***** Extrait du document

Le projet de loi de mon collègue est simple et comprend deux grands éléments. Premièrement, il veut modifier la législation actuelle pour permettre au Québec d'offrir aux Québécois et aux Québécoises la possibilité de ne produire qu'une seule déclaration de revenus. Deuxièmement, et c'est très important, il demande que des négociations s'amorcent entre les deux paliers de gouvernement pour que nous puissions y arriver. C'est simple.
Il suffit de négocier. Si les libéraux ne sont pas contents après les négociations, c'est fini et nous arrêtons là. Cependant, pourquoi n'allons-nous pas plus loin? Pourquoi ne permettons-nous pas aux négociations de commencer dans ce projet de loi? C'est ainsi que je vois ce projet de loi: il ouvre une porte afin que le gouvernement du Québec et le gouvernement fédéral puissent, ensemble, tenter d'atteindre l'objectif d'une déclaration de revenus unique pour les Québécois.

**********
***** Matériel fourni

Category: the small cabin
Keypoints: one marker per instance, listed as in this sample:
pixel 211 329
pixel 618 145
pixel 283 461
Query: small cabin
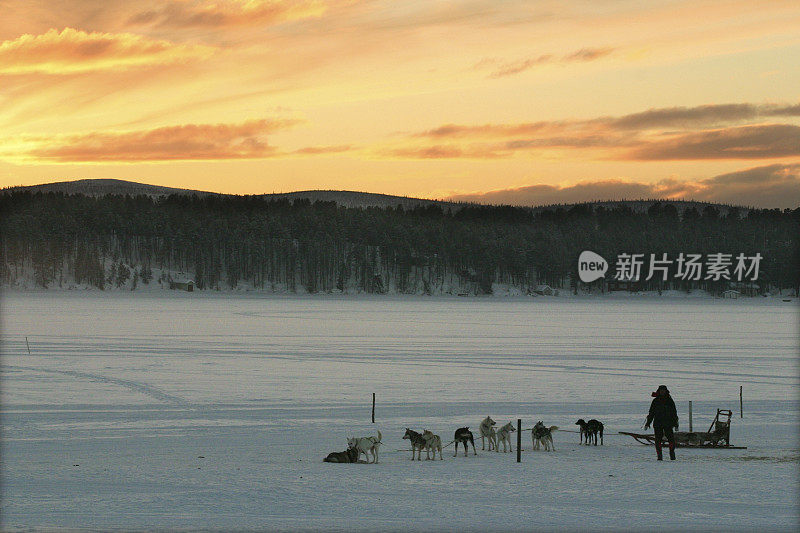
pixel 187 285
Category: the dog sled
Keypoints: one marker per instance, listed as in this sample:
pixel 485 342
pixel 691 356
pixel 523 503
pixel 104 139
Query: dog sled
pixel 717 436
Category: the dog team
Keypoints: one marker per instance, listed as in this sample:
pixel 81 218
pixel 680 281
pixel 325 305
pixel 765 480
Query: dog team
pixel 427 441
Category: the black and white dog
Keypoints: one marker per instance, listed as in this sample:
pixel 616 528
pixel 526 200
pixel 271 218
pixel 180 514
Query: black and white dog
pixel 434 443
pixel 543 435
pixel 418 443
pixel 348 456
pixel 590 429
pixel 366 445
pixel 504 436
pixel 487 432
pixel 464 435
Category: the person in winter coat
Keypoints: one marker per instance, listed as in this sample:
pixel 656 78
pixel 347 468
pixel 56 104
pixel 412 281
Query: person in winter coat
pixel 664 416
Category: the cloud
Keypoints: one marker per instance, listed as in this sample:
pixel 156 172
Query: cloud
pixel 705 115
pixel 746 142
pixel 229 13
pixel 675 133
pixel 765 186
pixel 246 140
pixel 323 150
pixel 501 69
pixel 71 51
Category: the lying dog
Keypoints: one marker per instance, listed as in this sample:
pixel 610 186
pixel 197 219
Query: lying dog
pixel 487 432
pixel 542 435
pixel 590 430
pixel 418 443
pixel 434 443
pixel 504 435
pixel 348 456
pixel 464 435
pixel 366 445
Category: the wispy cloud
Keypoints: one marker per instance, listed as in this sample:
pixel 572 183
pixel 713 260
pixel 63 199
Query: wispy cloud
pixel 229 13
pixel 502 68
pixel 765 186
pixel 186 142
pixel 246 140
pixel 75 51
pixel 745 142
pixel 728 131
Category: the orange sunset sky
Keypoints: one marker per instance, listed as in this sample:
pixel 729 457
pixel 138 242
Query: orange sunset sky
pixel 508 101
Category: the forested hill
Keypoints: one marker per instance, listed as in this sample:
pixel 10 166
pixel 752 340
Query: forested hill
pixel 55 239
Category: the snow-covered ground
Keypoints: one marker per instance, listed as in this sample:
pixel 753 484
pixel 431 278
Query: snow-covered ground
pixel 190 410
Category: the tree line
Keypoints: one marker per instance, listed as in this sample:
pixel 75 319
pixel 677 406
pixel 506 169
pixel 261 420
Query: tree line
pixel 303 246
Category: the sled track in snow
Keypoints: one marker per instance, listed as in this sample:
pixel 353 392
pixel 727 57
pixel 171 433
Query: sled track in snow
pixel 135 386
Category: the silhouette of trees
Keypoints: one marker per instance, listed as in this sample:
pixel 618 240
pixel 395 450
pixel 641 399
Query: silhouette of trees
pixel 304 246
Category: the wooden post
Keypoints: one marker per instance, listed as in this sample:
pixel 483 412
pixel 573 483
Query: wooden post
pixel 741 411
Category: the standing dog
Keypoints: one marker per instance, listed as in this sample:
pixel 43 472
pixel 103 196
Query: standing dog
pixel 434 443
pixel 348 456
pixel 590 430
pixel 542 435
pixel 366 445
pixel 418 443
pixel 464 435
pixel 504 434
pixel 487 432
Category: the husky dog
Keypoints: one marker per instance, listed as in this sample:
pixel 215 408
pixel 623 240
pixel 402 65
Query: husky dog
pixel 487 432
pixel 418 443
pixel 464 435
pixel 504 435
pixel 590 430
pixel 366 445
pixel 434 443
pixel 540 434
pixel 348 456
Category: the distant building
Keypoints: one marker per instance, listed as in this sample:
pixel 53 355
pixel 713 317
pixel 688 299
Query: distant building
pixel 624 285
pixel 746 288
pixel 544 290
pixel 187 285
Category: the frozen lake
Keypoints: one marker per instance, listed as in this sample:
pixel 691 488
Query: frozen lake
pixel 200 410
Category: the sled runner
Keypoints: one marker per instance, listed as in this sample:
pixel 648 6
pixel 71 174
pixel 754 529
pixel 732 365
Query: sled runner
pixel 717 436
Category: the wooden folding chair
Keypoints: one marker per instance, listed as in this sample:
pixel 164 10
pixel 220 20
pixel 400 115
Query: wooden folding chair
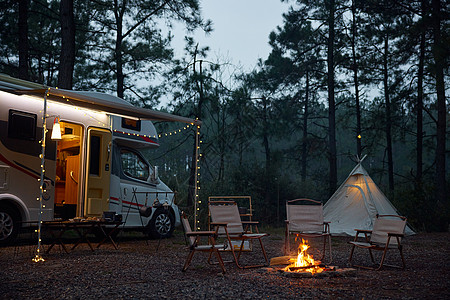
pixel 387 233
pixel 194 237
pixel 225 216
pixel 305 220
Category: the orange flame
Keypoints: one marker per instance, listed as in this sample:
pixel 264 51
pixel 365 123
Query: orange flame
pixel 304 260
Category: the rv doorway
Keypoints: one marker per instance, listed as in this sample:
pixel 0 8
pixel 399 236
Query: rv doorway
pixel 68 170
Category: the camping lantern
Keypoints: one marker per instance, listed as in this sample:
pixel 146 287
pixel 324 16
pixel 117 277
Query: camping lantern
pixel 56 131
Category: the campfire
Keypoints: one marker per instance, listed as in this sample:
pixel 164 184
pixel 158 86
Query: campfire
pixel 304 266
pixel 304 262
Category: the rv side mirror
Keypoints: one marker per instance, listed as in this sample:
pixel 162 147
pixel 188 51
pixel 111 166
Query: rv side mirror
pixel 155 173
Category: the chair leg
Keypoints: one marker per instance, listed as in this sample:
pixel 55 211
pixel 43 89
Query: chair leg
pixel 371 255
pixel 329 245
pixel 351 255
pixel 219 258
pixel 286 241
pixel 264 251
pixel 400 248
pixel 384 256
pixel 188 260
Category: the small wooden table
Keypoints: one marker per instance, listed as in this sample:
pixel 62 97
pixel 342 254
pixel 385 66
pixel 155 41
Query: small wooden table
pixel 82 228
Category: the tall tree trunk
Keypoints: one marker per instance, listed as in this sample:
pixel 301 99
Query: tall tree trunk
pixel 439 54
pixel 119 13
pixel 419 108
pixel 305 130
pixel 388 117
pixel 331 101
pixel 23 40
pixel 266 145
pixel 67 59
pixel 356 82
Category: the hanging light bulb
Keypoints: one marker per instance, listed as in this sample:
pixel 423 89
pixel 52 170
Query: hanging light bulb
pixel 56 131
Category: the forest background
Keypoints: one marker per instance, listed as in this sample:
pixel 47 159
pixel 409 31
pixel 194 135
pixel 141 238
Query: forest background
pixel 344 79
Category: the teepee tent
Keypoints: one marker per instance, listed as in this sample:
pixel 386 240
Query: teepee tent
pixel 356 203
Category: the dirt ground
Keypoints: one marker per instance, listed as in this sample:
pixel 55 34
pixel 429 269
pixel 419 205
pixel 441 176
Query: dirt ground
pixel 141 270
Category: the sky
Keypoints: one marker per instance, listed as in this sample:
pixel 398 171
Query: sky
pixel 241 29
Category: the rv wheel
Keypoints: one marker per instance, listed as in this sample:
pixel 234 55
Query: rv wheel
pixel 162 224
pixel 9 225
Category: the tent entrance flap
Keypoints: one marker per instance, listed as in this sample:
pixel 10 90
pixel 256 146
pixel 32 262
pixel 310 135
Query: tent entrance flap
pixel 356 203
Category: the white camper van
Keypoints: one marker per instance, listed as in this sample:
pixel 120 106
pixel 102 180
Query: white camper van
pixel 95 168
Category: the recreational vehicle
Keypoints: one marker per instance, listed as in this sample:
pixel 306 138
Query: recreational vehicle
pixel 94 168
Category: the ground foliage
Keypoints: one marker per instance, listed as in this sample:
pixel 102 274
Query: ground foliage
pixel 139 270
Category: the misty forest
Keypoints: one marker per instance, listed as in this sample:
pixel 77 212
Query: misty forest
pixel 345 79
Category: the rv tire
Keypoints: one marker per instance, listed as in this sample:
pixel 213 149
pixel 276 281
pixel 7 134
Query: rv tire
pixel 161 224
pixel 9 224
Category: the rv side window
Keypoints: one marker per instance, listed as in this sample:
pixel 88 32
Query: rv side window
pixel 22 125
pixel 94 165
pixel 133 165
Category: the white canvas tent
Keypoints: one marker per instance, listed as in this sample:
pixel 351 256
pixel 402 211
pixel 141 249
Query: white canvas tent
pixel 356 203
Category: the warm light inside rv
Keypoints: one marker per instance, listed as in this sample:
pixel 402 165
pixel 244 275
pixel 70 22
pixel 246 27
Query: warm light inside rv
pixel 56 131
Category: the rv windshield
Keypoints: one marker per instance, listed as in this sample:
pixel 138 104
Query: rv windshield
pixel 133 165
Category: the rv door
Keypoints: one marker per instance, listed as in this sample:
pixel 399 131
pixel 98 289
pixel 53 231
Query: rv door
pixel 98 171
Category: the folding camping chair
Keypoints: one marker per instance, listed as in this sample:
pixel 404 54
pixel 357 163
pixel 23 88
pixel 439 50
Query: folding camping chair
pixel 193 238
pixel 305 220
pixel 387 233
pixel 225 216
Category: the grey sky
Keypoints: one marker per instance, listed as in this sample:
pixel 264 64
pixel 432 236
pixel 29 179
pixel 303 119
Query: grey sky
pixel 241 29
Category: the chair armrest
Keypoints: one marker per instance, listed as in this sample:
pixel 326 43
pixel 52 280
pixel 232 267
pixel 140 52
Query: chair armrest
pixel 219 223
pixel 396 234
pixel 250 222
pixel 200 233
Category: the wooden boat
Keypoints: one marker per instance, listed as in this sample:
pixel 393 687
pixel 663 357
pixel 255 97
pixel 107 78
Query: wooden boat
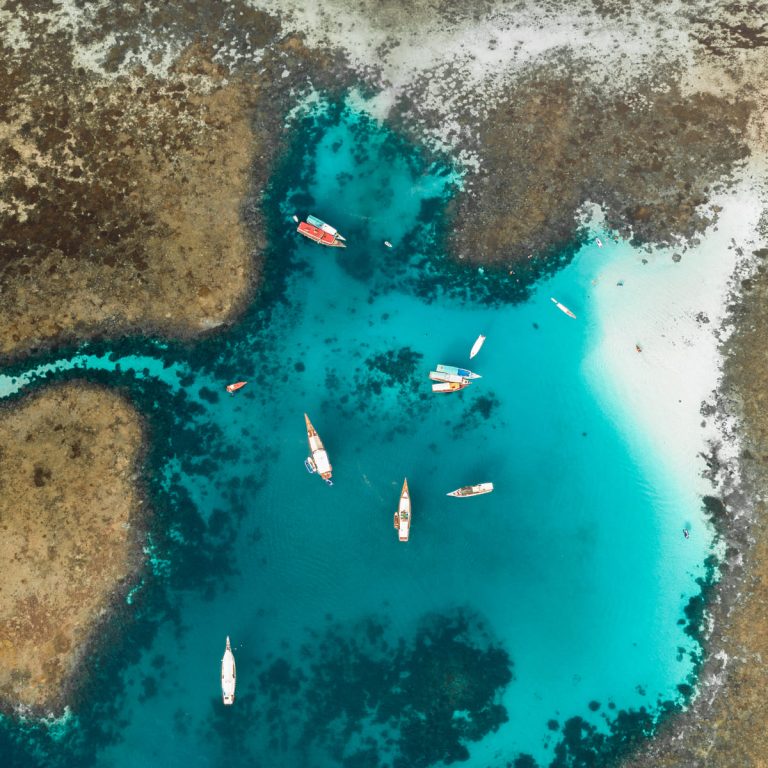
pixel 450 386
pixel 315 222
pixel 472 490
pixel 228 676
pixel 403 514
pixel 317 461
pixel 465 373
pixel 563 308
pixel 476 346
pixel 319 236
pixel 452 378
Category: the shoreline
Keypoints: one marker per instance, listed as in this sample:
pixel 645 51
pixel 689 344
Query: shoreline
pixel 723 724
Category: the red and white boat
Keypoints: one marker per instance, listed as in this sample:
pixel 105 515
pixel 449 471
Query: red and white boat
pixel 320 232
pixel 318 460
pixel 403 514
pixel 450 386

**********

__Objectif 1__.
D'après l'extrait du document, quelle possibilité le projet de loi veut-il permettre au Québec d'offrir aux Québécois et aux Québécoises ?
__Objectif 2__.
Recopiez chaque phrase de l'extrait du document qui contient le mot « négociations ».
Les items proviennent d'une source différente de celle de l'extrait du document.

__Résultat de l'exercice 1__.
La possibilité de ne produire qu'une seule déclaration de revenus.

__Résultat de l'exercice 2__.
- Deuxièmement, et c'est très important, il demande que des négociations s'amorcent entre les deux paliers de gouvernement pour que nous puissions y arriver.
- Si les libéraux ne sont pas contents après les négociations, c'est fini et nous arrêtons là.
- Pourquoi ne permettons-nous pas aux négociations de commencer dans ce projet de loi?